* **TEXT EXTRACT**
The naturally chosen correlation functions converge to the correlation 
functions of the ${\bf R}$-gauge electrodynamics on three- and 
four-dimensional torus as the lattice spacing approaches zero
only for the special scaling. This special scaling depends on a choice
of a correlation function system. Another scalings give the degenerate
continuum limits. The Wilson criterion for the confinement is
ambiguous. The asymptotics of the smeared Wilson loop integral for the
large loop perimeters is defined by the density of the loop smearing
over a torus which is transversal to the loop plane. 
When the initial torus radius tends to infinity the correlation
functions converge to the correlation functions of the ${\bf R}$-gauge
Euclidean electrodynamics.

* **INFORMATION PROVIDED**
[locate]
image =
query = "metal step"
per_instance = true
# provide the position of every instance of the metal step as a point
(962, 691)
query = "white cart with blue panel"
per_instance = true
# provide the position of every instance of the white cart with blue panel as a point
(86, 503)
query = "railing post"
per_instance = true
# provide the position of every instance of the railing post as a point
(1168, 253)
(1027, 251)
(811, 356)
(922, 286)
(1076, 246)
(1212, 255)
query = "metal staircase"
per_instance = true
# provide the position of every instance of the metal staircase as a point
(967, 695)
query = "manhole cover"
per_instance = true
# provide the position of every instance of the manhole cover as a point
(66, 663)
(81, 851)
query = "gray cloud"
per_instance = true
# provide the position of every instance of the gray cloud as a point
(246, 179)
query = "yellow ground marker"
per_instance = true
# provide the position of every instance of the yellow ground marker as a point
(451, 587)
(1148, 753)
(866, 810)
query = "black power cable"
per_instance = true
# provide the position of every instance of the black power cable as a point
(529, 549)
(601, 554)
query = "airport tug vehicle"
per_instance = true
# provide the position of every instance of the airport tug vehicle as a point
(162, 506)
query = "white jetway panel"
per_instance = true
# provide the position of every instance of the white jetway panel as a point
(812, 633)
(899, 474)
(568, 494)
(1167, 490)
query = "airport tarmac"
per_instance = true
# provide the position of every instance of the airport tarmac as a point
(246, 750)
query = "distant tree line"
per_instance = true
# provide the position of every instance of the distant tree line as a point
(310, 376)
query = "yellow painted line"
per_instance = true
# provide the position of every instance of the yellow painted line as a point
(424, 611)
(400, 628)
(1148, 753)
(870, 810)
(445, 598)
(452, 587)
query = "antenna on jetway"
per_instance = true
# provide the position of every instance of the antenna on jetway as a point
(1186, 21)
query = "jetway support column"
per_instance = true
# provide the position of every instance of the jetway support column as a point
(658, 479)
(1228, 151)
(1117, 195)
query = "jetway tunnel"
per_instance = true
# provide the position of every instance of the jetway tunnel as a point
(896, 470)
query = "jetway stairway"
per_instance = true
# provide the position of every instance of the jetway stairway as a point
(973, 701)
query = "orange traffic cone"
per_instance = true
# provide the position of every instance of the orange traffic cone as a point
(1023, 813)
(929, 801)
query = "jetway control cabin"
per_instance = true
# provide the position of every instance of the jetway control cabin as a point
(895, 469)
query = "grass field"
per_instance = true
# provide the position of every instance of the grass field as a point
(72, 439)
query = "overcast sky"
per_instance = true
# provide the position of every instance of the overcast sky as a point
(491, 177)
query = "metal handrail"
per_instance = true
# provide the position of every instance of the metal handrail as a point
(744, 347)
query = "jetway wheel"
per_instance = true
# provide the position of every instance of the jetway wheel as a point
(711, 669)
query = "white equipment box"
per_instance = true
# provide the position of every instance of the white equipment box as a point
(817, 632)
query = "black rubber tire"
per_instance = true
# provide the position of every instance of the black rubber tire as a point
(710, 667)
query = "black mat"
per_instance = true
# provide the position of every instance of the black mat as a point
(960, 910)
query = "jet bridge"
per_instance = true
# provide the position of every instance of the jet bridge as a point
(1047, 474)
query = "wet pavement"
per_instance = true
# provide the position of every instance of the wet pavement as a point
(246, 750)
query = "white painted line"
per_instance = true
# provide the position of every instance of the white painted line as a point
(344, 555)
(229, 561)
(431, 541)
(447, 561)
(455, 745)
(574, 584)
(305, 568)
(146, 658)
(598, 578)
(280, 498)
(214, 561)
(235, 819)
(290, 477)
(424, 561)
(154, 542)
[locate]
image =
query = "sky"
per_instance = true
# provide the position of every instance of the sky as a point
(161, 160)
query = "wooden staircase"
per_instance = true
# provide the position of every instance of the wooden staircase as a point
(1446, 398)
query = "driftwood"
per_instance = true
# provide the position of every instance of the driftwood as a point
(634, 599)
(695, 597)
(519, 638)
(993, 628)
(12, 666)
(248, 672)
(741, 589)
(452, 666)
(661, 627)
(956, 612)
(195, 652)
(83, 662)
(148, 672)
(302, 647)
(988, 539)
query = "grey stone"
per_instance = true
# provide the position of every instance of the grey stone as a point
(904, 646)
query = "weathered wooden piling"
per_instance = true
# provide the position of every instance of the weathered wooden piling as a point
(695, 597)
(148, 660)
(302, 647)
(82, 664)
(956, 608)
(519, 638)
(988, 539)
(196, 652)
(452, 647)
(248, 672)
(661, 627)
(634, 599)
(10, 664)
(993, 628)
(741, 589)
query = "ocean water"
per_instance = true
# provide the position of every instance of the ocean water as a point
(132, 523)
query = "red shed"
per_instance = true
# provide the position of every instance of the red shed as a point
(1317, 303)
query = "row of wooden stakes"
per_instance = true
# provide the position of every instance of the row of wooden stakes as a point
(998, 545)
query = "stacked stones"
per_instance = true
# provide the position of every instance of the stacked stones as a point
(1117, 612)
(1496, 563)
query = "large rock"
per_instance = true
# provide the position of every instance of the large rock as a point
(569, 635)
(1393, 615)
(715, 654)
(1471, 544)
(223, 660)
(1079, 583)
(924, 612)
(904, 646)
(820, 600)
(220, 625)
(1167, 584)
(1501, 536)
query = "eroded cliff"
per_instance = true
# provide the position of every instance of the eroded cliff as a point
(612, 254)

* **REQUIRED TASKS**
1. List every sentence in the passage on ${\bf R}$-gauge electrodynamics that contains the word "torus."
2. Proceed with the passage on ${\bf R}$-gauge electrodynamics, beginning after its final sentence.

* **REPLIES**
1.
1. The naturally chosen correlation functions converge to the correlation functions of the ${\bf R}$-gauge electrodynamics on three- and four-dimensional torus as the lattice spacing approaches zero only for the special scaling.
2. The asymptotics of the smeared Wilson loop integral for the large loop perimeters is defined by the density of the loop smearing over a torus which is transversal to the loop plane.
3. When the initial torus radius tends to infinity the correlation functions converge to the correlation functions of the ${\bf R}$-gauge Euclidean electrodynamics.

2.
\vskip 1cm

\noindent K. Wilson \cite{1} related the confinement problem to the
study of the correlation functions for the lattice pure gauge theories.
The bulk of the paper \cite{1} is devoted to $U(1)$ gauge theory with 
the periodic boundary conditions. The Wilson criterion \cite{1} for the
confinement is fulfilled if for the large closed loops $\Gamma $ the
correlation function $\langle \exp \{ i \theta (\Gamma )\} \rangle $
looks like $\exp \{ - a \Sigma (\Gamma )\} $ where $\Sigma (\Gamma )$
is the minimal area of a surface with boundary $\Gamma $.
        
This paper is concerned with the case where the gauge group is 
$U(1) = {\bf R}/{(2\pi {\bf Z})}$. Let $h(\theta )$ be a real twice
continuously differentiable even periodic function with period $2\pi $.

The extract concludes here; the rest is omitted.